--- Dataset extract Enclosed Below ---

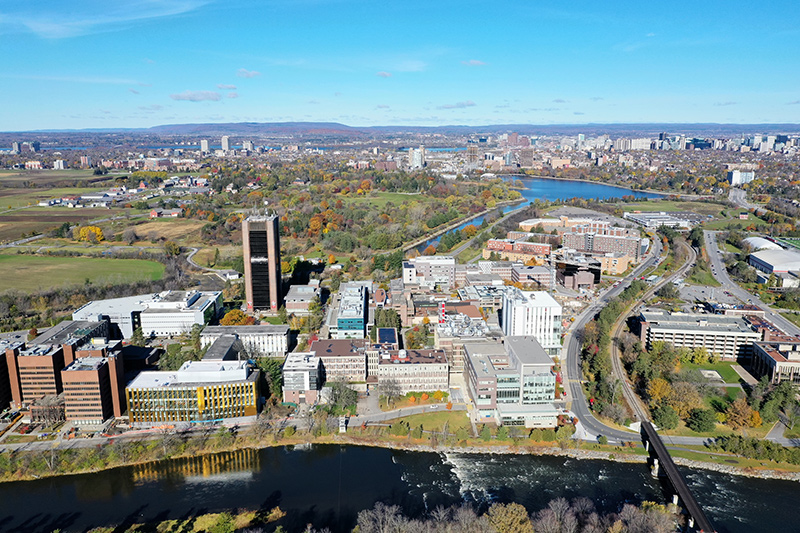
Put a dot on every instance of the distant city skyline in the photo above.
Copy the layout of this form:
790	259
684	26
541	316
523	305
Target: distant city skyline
89	64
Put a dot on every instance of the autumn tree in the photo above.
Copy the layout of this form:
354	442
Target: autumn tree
684	398
172	248
91	234
659	390
236	317
509	518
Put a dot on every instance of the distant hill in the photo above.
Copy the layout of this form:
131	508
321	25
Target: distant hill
257	128
334	129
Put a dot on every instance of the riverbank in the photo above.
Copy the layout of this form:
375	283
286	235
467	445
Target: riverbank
137	453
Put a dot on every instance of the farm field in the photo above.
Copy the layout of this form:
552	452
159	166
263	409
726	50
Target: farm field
11	198
44	178
174	229
703	208
379	200
33	273
24	221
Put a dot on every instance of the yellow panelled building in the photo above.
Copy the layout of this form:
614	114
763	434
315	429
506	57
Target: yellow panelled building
200	391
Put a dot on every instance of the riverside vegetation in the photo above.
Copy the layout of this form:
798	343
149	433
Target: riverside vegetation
559	516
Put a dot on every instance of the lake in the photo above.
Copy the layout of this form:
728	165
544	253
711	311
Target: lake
327	485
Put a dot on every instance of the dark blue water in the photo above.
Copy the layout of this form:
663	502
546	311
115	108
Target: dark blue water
558	189
328	485
553	189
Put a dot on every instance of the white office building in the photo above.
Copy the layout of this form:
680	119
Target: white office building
429	271
162	315
740	177
533	313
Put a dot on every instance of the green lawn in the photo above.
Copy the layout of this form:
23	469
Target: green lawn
794	318
683	431
703	277
33	273
22	197
434	421
728	247
703	208
724	368
792	242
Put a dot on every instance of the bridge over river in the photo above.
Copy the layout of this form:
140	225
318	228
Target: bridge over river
697	519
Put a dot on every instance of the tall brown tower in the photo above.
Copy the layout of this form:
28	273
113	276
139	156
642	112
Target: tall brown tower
262	262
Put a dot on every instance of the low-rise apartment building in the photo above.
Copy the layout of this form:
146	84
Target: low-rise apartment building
415	370
199	392
511	383
779	361
265	340
303	376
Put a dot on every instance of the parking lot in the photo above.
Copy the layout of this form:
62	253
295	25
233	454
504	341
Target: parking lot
692	293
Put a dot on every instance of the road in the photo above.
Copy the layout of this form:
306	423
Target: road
721	274
571	356
463	246
95	221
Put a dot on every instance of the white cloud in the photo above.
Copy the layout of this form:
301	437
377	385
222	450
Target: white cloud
197	96
411	65
458	105
244	73
70	19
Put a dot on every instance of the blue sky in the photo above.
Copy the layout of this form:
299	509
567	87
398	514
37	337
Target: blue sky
140	63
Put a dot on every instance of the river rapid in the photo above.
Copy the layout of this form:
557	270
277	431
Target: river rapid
327	485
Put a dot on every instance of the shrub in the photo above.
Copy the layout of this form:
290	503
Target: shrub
702	420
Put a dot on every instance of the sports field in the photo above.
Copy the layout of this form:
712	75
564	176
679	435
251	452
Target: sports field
33	273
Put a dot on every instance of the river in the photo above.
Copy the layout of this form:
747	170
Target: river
553	189
327	485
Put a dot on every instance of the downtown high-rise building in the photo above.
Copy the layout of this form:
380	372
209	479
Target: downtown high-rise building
262	262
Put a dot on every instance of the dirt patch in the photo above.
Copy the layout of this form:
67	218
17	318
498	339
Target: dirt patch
171	229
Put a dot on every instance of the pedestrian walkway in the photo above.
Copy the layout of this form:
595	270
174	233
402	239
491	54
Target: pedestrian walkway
745	375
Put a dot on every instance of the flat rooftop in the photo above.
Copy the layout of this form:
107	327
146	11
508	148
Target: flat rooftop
224	348
412	357
86	363
387	336
67	332
301	361
528	350
264	329
195	373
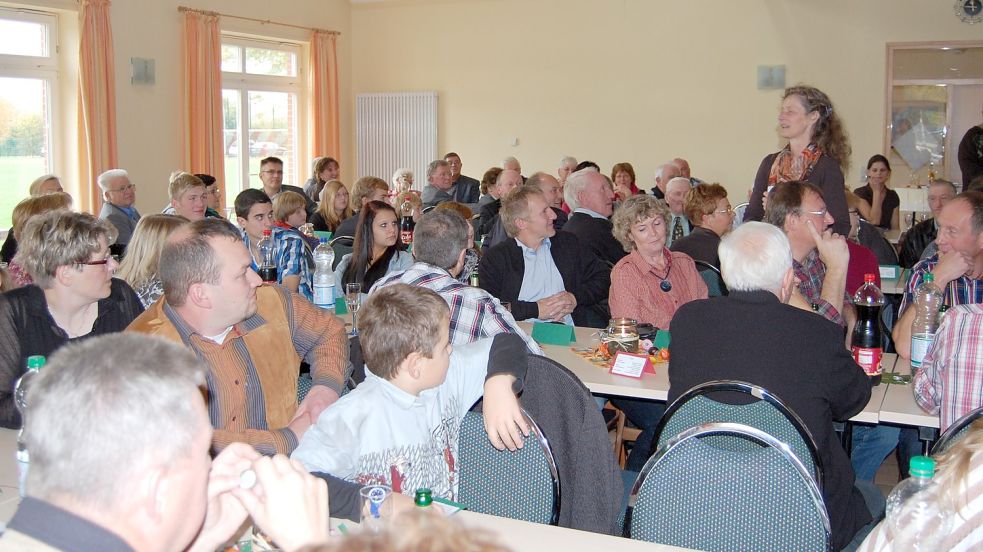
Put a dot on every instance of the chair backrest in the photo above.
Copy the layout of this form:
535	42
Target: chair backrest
956	431
769	414
739	214
342	245
694	495
520	485
711	275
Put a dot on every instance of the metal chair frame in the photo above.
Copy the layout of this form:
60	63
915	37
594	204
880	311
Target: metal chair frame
729	429
758	393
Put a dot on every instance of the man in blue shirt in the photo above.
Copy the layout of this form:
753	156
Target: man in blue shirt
254	211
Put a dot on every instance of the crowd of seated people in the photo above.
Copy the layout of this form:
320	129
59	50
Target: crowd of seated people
578	248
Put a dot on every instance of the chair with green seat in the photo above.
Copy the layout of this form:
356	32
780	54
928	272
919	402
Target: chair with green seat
956	431
693	494
520	485
767	412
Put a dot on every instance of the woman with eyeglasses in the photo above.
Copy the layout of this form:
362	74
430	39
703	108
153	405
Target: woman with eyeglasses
650	283
74	295
817	151
709	211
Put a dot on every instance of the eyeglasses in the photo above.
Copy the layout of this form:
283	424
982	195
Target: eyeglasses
819	213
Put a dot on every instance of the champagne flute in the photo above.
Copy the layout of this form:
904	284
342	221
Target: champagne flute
353	300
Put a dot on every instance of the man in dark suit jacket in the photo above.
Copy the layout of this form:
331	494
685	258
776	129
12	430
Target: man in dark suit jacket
591	198
795	354
549	277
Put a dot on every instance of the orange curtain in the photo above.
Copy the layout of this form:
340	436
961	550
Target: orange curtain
325	140
97	101
204	149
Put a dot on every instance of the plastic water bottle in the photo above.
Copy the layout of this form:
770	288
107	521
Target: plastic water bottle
34	364
324	275
267	254
928	299
865	342
916	516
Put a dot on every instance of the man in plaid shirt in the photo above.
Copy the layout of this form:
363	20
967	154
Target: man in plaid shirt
957	267
819	257
439	243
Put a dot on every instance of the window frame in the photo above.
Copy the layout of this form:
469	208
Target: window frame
244	83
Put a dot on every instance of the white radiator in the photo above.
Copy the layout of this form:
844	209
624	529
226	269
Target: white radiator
396	130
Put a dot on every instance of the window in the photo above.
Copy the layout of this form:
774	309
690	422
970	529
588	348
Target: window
28	73
261	94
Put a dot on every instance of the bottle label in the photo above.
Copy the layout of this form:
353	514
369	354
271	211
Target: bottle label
869	358
324	296
920	344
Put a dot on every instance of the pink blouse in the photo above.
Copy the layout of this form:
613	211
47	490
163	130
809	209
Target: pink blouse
636	292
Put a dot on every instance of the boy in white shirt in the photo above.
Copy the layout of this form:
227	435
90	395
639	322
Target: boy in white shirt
400	427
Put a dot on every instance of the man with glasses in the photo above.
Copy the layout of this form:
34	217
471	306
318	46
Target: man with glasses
119	195
271	174
819	256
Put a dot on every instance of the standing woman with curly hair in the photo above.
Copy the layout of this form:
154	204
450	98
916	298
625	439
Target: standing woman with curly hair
817	151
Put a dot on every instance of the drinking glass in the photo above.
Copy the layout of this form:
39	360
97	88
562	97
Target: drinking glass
376	506
353	300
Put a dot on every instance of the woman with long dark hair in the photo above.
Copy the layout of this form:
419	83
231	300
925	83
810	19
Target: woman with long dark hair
817	151
376	251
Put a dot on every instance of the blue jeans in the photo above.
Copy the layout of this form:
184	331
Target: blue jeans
872	444
645	415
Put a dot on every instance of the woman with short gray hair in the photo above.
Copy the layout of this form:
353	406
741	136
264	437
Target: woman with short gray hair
74	297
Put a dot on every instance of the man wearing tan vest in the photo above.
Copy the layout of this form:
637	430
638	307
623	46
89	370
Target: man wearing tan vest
252	337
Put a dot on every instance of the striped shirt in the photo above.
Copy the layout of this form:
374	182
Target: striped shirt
950	382
961	291
636	290
475	314
252	376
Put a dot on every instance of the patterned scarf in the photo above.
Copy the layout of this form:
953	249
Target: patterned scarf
788	167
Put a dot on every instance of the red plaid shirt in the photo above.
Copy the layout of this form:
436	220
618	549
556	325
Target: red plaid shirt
950	382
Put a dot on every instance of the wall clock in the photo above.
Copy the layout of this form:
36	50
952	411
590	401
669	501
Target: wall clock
969	11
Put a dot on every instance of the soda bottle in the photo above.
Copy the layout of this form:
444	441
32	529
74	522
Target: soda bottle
407	224
34	364
324	275
423	498
917	518
267	266
928	300
865	342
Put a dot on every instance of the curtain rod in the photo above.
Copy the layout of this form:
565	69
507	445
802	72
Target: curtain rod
183	9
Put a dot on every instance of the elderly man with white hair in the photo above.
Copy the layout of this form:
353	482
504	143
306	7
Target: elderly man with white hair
118	434
793	354
679	225
663	175
591	198
119	195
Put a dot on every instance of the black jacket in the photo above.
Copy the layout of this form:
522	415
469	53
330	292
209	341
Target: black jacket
595	234
502	268
27	328
795	355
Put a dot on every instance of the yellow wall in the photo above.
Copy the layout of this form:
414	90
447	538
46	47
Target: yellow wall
636	80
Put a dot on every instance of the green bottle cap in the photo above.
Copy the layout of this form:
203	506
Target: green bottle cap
921	466
424	497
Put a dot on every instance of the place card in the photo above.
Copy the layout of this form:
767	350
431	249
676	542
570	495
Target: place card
661	339
553	334
631	365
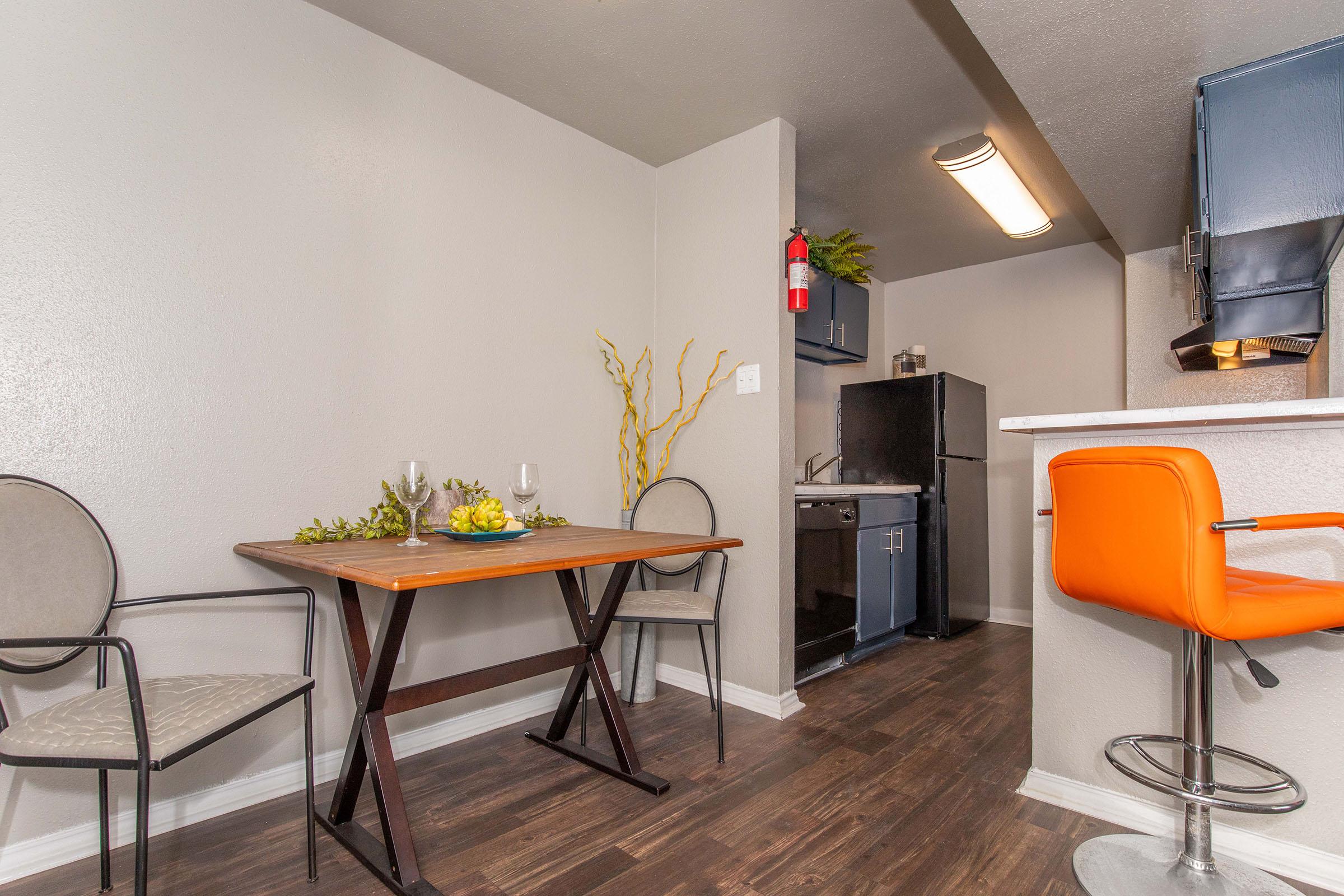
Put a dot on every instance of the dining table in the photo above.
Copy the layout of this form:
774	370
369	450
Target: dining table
404	571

--- End of Enclosed Dataset extract ---

> _What to work on_:
An acceptable answer holds exactly the lines from the one with "Target: place card" through the end of the entries above, both ends kept, and no pictures at all.

> _Task solution_:
Target: place card
661	339
553	334
631	365
Put a dot on every instance of the dining table in the photo above.
Copy the layout of this form:
774	370
369	450
Target: dining table
404	571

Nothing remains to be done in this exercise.